_Goal of the exercise:_
Retype, exactly as they appear below, the lines between the line holding "For the image above, mark every cumulus" and the line holding "For the image above, mark every large", both ends included.

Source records
__________________________________________________

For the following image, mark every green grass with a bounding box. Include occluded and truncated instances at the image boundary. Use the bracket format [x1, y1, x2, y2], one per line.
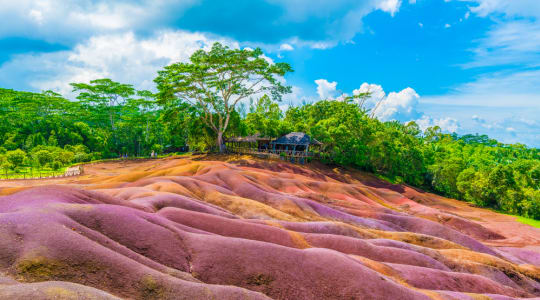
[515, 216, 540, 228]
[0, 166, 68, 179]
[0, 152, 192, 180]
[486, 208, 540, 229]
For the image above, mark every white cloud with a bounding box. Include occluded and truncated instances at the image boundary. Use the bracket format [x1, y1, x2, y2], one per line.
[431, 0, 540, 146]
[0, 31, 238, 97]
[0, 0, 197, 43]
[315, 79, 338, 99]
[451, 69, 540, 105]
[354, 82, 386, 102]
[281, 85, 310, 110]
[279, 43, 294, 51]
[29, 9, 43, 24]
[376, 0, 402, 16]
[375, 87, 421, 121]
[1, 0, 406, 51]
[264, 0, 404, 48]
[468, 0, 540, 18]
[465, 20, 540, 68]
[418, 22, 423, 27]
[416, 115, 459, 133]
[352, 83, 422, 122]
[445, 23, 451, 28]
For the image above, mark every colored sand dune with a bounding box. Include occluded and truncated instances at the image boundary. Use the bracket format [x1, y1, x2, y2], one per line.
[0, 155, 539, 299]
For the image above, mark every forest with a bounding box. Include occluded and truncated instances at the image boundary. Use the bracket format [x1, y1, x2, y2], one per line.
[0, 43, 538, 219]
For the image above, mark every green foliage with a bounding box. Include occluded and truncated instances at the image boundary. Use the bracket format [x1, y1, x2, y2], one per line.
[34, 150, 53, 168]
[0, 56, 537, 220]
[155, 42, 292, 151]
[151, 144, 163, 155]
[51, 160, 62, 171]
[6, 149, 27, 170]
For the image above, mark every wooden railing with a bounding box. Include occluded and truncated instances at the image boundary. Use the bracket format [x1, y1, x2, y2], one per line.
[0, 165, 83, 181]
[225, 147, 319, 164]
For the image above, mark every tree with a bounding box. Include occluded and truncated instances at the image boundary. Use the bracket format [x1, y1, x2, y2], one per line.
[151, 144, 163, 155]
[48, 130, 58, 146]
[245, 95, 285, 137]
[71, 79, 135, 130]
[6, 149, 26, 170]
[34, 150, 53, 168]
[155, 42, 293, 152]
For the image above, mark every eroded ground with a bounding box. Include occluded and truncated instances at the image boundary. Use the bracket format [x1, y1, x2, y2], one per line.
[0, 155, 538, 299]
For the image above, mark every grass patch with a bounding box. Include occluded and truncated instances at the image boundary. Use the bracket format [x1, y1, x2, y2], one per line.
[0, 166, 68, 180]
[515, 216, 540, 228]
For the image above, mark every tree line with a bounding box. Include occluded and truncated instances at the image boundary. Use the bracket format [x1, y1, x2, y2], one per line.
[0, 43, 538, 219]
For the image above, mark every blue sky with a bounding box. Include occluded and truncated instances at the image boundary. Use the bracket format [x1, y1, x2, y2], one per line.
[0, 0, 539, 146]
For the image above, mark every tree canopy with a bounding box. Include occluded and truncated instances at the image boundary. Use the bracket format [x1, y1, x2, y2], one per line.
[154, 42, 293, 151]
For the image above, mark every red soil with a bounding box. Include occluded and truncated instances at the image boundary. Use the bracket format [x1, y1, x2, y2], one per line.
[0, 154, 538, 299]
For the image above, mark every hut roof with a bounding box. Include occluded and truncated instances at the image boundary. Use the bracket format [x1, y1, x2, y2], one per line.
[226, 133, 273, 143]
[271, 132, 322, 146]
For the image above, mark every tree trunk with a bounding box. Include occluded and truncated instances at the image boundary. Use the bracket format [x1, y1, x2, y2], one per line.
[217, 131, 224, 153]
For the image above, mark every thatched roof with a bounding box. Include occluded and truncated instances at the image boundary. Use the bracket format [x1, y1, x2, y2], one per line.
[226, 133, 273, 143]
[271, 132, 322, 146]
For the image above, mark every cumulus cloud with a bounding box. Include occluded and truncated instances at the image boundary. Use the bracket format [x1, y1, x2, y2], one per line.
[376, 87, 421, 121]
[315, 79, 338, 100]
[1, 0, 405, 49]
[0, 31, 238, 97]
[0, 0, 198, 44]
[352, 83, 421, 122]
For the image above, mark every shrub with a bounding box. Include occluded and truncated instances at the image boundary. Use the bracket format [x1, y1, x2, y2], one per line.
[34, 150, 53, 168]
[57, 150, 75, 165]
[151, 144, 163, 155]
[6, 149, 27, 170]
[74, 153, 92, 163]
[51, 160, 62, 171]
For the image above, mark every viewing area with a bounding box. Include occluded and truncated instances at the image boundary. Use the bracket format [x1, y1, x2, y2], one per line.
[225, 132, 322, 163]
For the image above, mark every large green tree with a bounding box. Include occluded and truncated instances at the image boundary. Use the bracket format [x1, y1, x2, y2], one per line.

__________________________________________________

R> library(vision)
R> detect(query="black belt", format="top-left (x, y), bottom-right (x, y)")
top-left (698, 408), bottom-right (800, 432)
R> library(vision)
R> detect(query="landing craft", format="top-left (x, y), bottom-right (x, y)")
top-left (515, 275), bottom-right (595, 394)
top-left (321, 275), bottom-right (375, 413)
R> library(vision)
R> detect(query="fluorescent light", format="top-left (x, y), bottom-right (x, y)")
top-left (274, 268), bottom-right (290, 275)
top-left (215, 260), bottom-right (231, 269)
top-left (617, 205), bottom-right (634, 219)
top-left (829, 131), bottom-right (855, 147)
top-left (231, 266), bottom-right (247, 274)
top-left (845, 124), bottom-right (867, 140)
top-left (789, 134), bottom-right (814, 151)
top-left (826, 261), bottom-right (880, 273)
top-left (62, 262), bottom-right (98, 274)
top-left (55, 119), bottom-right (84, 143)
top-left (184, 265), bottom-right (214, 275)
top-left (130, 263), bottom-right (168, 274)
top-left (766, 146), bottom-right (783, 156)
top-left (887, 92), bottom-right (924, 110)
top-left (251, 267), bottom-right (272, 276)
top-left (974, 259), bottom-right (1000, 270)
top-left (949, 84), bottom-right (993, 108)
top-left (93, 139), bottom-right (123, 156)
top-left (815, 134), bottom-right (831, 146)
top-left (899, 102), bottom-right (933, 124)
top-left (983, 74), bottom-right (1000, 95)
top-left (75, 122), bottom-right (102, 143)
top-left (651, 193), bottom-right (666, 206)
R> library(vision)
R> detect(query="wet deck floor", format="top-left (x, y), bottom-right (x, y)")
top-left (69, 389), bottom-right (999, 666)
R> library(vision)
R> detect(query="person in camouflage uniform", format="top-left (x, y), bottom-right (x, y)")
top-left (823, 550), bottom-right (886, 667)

__________________________________________________

_Reply:_
For the image above, mark every cumulus cloud with a bounding box. Include occluded and truncated instances at the image boundary. Use the bracket format [x1, y1, x2, y2], one per line.
[376, 87, 421, 121]
[315, 79, 338, 100]
[1, 0, 405, 49]
[0, 31, 238, 97]
[0, 0, 198, 44]
[352, 83, 421, 122]
For the image above, mark every shrub with a bounding box. Include occluded and truncated instances at the image boundary. Use the bracket format [x1, y1, x2, y2], one per line.
[34, 150, 53, 168]
[57, 150, 75, 165]
[151, 144, 163, 155]
[6, 149, 27, 170]
[74, 153, 92, 163]
[51, 160, 62, 171]
For the image above, mark every viewing area with a bounding box. Include occluded and truncated instances at the image boundary. Use the bracket format [x1, y1, x2, y2], one per line.
[225, 132, 322, 163]
For the image above, mark every large green tree with a bounding box. Include occluded and truncated instances at the image boundary. Use the bracket format [x1, y1, x2, y2], one per line.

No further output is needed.